Return the lines beginning at the one that contains "# point at: wooden deck (one" and continuing to the end of the entries, including both ends, exactly as written and nothing else.

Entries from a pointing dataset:
# # # # # # #
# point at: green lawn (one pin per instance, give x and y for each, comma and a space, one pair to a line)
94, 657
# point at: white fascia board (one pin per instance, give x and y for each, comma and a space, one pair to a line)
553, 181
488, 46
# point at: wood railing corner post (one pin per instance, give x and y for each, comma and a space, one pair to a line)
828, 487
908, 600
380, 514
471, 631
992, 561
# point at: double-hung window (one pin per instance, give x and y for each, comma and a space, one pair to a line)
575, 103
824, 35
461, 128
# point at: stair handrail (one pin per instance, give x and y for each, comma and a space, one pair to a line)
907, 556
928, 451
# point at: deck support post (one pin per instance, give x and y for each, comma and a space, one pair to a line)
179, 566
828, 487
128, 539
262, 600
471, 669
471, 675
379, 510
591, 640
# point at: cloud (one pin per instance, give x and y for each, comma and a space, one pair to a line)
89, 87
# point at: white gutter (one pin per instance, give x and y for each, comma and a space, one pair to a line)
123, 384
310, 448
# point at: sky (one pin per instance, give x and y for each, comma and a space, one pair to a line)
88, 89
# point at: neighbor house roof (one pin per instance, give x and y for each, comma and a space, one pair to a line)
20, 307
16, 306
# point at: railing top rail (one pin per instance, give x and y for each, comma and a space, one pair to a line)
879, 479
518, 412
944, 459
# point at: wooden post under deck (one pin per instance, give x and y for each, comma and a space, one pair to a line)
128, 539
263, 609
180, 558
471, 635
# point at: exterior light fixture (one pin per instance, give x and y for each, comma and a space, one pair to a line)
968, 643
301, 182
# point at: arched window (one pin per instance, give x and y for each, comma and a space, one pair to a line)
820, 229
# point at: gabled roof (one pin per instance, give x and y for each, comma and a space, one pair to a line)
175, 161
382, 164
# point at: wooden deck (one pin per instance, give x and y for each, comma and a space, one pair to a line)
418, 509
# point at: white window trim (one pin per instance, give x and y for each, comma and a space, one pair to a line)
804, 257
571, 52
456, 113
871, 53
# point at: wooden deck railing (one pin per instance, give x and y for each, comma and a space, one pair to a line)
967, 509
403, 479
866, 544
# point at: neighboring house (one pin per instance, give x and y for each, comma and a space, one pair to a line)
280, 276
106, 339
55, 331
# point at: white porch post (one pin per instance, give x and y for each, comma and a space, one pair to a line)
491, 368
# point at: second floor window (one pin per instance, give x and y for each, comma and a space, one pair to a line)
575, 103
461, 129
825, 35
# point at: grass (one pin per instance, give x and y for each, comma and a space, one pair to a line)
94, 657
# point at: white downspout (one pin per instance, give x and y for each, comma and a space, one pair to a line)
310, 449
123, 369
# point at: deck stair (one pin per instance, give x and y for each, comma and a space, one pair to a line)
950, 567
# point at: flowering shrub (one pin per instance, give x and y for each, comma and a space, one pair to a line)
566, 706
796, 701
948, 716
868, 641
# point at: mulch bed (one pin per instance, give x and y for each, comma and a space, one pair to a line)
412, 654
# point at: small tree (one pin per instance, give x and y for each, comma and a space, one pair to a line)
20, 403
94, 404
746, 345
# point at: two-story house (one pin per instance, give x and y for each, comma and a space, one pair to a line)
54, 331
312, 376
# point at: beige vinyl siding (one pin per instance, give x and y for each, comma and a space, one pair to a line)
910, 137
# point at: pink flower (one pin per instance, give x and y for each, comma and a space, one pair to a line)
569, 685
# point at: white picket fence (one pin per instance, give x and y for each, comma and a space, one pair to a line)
# # # # # # #
=== REPLY ===
# point at: wooden deck (one pin per instance, give x and y for each, comma and a space, one pair to a line)
418, 509
# point at: white window trim (one pin per instance, give x and y for each, comma and a space, one pair to a line)
804, 257
571, 52
456, 113
871, 53
# point at: wooden deck railing (one pin per instance, give x and y for each, comma and a space, one pair to a line)
967, 509
403, 479
866, 544
# point at: neighboring house (one pin per instance, give x and y for each, comma and a space, one pair to a line)
280, 276
106, 339
55, 331
# point at: white porch post (one pin per instance, give x and y for each, comma and a space, one pair to a line)
491, 368
# point at: second floor window (one pin per instance, give x and y for each, comma and a space, one pair to a line)
575, 103
461, 129
825, 35
# point at: grass (one pin per instance, give x and y for each, comma and a space, one pair to a line)
94, 657
# point at: white downspout (one pin per instance, give x and y for each, comma and a space, one pair to a line)
310, 449
123, 369
# point at: deck stair (one pin per instance, give x and y for each, comma and a space, one pair to a line)
950, 567
# point at: flowering shrub (one pin per instance, give x and y for each, comma and a space, one pair to a line)
566, 706
796, 701
948, 716
868, 641
# point at: mulch bed (one pin per instance, give x and y for each, comma and a space, one pair to a line)
412, 654
# point at: small tree (one pin per instance, give x and y for each, comma and a space, one pair to a line)
20, 403
94, 404
746, 345
# point at: two-story house (one pin per instance, give x and y for each, comma and a space, one pair to a line)
54, 331
312, 376
# point at: beige vinyl siding (one pin per instance, give x and y for each, comma and a space, one pair to a line)
910, 137
# point at: pink flower (one pin per instance, give x and y for each, comma and a space, one pair to a line)
569, 685
# point at: white picket fence (one pin per instance, give x and y for each, comma and a space, one pair to a line)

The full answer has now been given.